_Problem description:_ Going line by line through the data below, how many lines contain the word "shorts"? Give only the number.

_Exercise materials:_
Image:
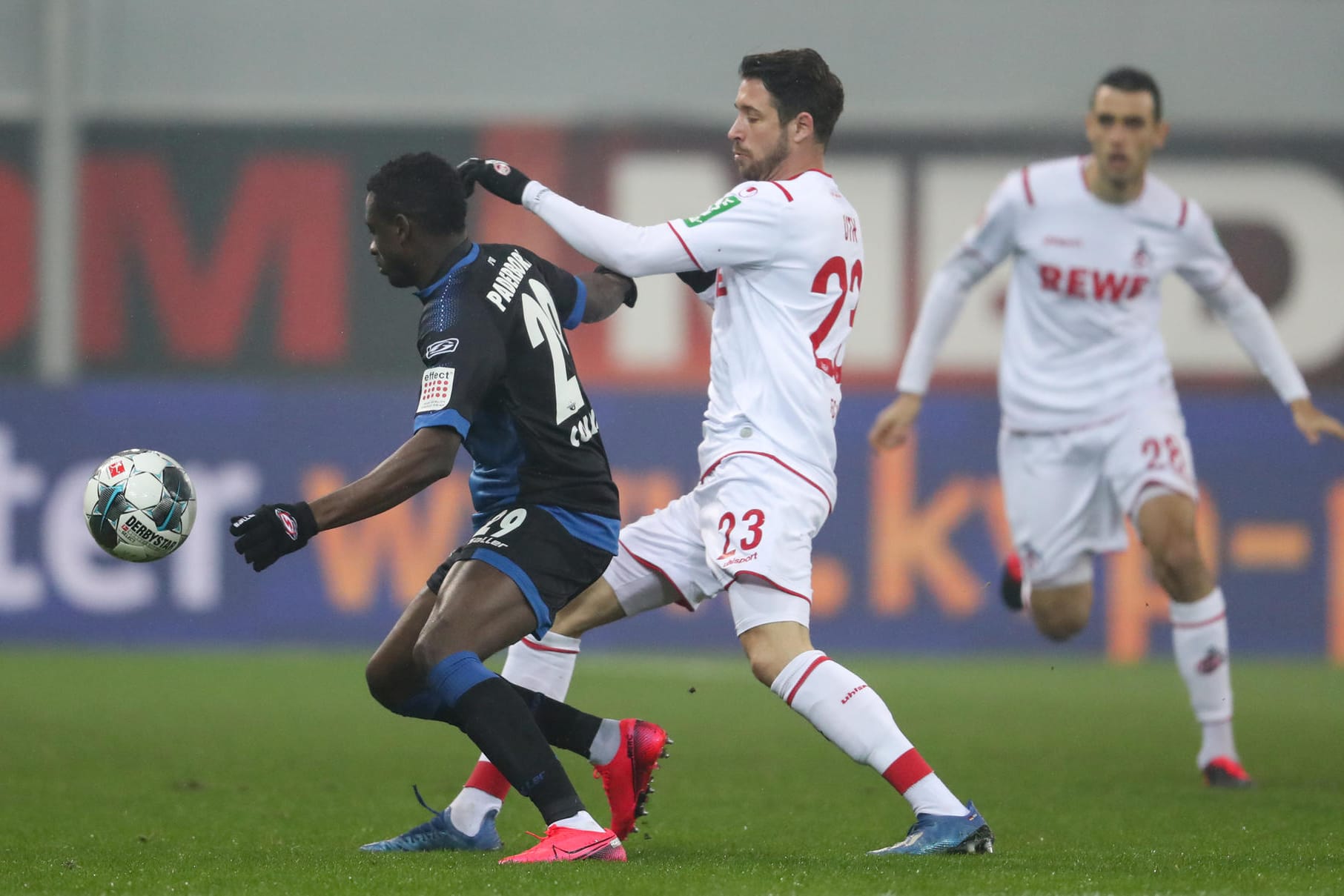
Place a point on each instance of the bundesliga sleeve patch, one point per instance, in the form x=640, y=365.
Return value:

...

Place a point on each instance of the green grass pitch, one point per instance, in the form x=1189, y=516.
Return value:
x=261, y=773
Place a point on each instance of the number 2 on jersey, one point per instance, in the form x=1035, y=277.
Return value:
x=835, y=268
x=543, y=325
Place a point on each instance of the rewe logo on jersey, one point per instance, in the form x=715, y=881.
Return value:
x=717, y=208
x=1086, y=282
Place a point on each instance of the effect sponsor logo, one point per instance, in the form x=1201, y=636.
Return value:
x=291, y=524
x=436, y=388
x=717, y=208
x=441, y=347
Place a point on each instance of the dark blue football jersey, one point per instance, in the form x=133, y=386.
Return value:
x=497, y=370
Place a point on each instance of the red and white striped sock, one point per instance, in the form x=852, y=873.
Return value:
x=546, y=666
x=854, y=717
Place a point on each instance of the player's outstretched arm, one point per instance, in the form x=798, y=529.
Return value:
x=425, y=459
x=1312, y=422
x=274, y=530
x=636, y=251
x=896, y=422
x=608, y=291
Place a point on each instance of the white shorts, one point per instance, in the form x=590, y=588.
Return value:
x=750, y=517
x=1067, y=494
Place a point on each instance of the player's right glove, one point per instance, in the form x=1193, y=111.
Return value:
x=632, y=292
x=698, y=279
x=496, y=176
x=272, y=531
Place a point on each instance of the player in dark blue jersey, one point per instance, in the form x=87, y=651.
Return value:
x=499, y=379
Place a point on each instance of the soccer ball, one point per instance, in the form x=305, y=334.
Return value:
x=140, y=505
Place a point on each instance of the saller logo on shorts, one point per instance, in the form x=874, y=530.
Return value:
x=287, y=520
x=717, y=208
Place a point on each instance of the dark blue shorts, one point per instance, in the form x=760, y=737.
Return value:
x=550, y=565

...

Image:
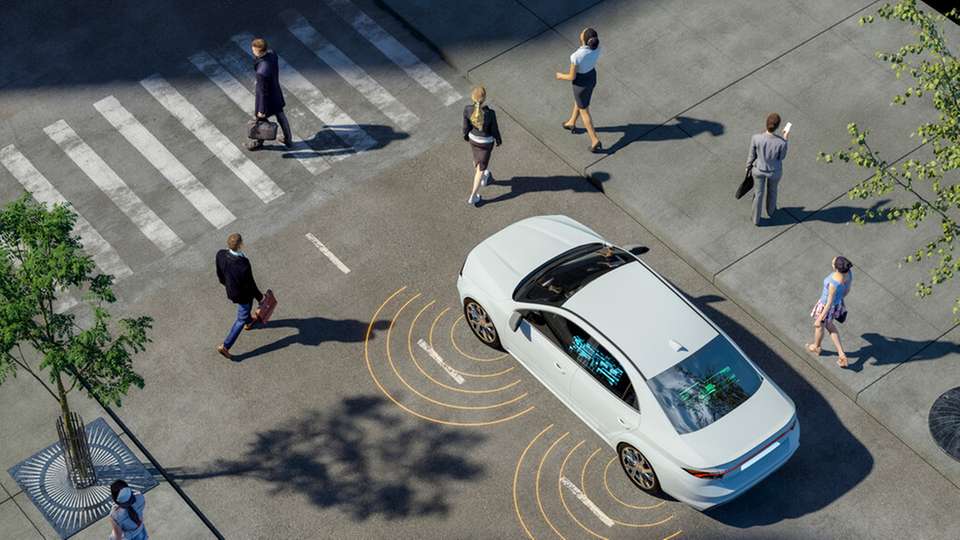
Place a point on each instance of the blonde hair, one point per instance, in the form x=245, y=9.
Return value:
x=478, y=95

_Task solution:_ 3